Recorded data
***

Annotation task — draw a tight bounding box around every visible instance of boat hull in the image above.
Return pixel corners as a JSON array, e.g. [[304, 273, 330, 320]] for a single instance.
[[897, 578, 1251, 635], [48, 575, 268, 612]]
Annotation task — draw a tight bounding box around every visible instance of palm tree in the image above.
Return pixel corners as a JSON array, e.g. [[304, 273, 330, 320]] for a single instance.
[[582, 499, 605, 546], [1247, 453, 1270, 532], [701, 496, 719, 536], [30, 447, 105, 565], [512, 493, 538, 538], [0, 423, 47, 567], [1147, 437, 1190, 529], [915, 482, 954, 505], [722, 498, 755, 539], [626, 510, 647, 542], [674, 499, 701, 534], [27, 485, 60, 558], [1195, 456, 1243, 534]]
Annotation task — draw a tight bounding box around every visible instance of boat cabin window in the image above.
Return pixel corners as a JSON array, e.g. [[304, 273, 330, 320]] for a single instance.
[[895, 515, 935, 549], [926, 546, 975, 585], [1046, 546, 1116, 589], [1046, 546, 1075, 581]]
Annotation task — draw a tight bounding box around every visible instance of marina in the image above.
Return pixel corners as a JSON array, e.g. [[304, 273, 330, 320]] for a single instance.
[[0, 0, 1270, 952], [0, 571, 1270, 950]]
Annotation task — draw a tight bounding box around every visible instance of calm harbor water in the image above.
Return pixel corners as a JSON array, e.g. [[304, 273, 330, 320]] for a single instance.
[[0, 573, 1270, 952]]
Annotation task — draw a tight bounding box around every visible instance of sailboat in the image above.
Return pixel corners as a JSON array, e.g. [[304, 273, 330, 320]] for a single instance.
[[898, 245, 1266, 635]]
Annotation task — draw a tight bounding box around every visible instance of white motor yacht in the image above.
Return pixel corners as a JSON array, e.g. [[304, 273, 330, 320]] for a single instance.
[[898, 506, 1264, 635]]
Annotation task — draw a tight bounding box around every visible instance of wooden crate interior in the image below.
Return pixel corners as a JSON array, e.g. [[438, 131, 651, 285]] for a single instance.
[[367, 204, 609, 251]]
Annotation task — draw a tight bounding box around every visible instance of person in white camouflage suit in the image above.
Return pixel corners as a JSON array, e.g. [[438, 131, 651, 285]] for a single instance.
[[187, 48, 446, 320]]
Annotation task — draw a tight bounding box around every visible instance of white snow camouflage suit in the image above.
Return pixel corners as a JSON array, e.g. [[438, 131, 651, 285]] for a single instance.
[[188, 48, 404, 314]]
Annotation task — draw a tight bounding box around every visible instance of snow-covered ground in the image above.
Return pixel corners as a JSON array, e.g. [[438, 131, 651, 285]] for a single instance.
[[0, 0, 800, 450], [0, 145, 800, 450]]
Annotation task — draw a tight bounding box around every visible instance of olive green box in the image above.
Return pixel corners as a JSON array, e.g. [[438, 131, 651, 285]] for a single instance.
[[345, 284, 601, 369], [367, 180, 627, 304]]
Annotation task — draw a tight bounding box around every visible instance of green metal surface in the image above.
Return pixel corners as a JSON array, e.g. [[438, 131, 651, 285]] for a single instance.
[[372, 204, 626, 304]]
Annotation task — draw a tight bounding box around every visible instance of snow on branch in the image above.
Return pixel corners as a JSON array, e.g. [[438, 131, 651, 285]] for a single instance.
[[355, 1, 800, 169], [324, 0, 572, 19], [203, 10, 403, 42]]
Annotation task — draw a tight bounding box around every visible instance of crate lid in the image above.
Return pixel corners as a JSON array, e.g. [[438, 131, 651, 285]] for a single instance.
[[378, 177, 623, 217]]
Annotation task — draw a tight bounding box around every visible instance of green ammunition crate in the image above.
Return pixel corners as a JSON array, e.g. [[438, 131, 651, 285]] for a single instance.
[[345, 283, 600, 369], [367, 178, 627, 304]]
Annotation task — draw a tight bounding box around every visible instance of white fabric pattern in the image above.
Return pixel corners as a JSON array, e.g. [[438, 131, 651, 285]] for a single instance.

***

Retype every one of the lines above without changing anything.

## Answer to the problem
Annotation task — draw a tight bounding box around every visible instance of boat hull in the image above.
Return pixel corners as a JSON array, e.g. [[304, 273, 330, 320]] for a single instance.
[[897, 578, 1251, 635], [48, 575, 268, 612]]
Annotation task — draw a tight bounding box around every visible instance of palm tree in the image above.
Return pixel corners as a JSON array, e.g. [[304, 273, 330, 320]] for a single instance.
[[582, 499, 605, 546], [1247, 453, 1270, 532], [701, 496, 719, 536], [30, 447, 105, 565], [512, 493, 538, 538], [0, 423, 47, 567], [1147, 437, 1190, 529], [915, 482, 954, 505], [722, 498, 755, 539], [626, 510, 647, 542], [674, 499, 701, 534], [27, 485, 60, 558], [1195, 456, 1243, 534]]
Annotation task — draw a tight bounding box around every visible instance of boat cabin window in the image above.
Return pixel corners as a JSON array, e.g. [[304, 273, 330, 320]] for a single instance.
[[895, 515, 935, 549], [926, 546, 975, 585], [1046, 546, 1116, 589], [1046, 546, 1075, 581]]
Annotation task — draw a tight bounding box around every visible instance of marina in the image above.
Return pixel corners as a JSON array, e.g. [[304, 273, 330, 320]] for a single instance.
[[0, 0, 1270, 952], [0, 571, 1270, 950]]
Annotation task — draw a tight bounding box around every visible instance of calm harbor water in the image above.
Return pixel corners as a JSON array, e.g. [[304, 273, 330, 320]] for a single instance.
[[0, 573, 1270, 952]]
Annotation task — draw a tight bounding box around every visible instance of sailboat in the image above.
Return pixel corners as a JSON array, e.g. [[304, 273, 330, 320]] for a single instance.
[[898, 245, 1266, 635]]
Annotation task — draw a tight bounding box around every visible instance of white motor yacht in the image above.
Return pixel corners as a JSON array, e.g. [[304, 273, 330, 320]] for a single instance.
[[898, 506, 1264, 635]]
Annotation task — draw a tight bounding box around every visible instance of wooden crate interior in the image below.
Return pixel corners as a JSON array, e.g. [[438, 131, 651, 285]] for a single instance.
[[367, 204, 609, 251]]
Annotation task — draw a tight bounding box around every visible instance of person in white camouflage suit in the image above.
Return pixel corners as a JSON array, e.g. [[438, 131, 651, 285]] for a single instance.
[[187, 48, 446, 320]]
Annotation task — draw a tight bounding box around every visible instance of white snow camouflage suit in the image above.
Return pixel corners as a JSON array, e.g. [[438, 131, 651, 285]] for a single instance.
[[188, 48, 404, 314]]
Annotation task — draw a tight bounding box around every visible instance of snow-covered ground in the image above.
Return pixel corners as a JSON array, e.g. [[438, 131, 651, 285]] for a single instance.
[[0, 0, 800, 450], [0, 145, 800, 450]]
Annotation task — draw a tight bounding box around every visible instance of olive green box in the image above.
Return pixel corners as a JSON array, e.g. [[438, 131, 651, 285]] for a single instance.
[[345, 284, 601, 369], [367, 180, 627, 304]]
Annotation task — draw a tight bounding box around every visible instance of green metal surface in the image above.
Return pixel corners as a JSON array, e.g. [[438, 131, 651, 285]] for a single instance.
[[372, 204, 626, 304]]
Annotation task — draw a tight bounding box around every visible instance of snow on branch in the image above.
Return pixel corners as a JSON array, e.g. [[438, 131, 651, 285]] for a single instance.
[[355, 1, 800, 169], [324, 0, 572, 19], [203, 10, 403, 42]]
Annotation task — draw a tight bounding box around every visible instance of crate lid in the image above.
Return pixel corners as a JSON array, e.g. [[438, 131, 651, 285]] for a single instance.
[[378, 177, 623, 217]]
Annotation task — draw a tight bounding box around every visible instance of green ammunition crate in the image above.
Return pixel corners as a JSON array, e.g. [[438, 131, 651, 285]] for a single instance.
[[345, 283, 600, 369], [367, 178, 627, 304]]
Annotation task — draw a tight bounding box around every visible instance of white fabric pattern in the image above.
Return pixel corners as a JSON array, e.g. [[438, 131, 651, 285]] for a single instance.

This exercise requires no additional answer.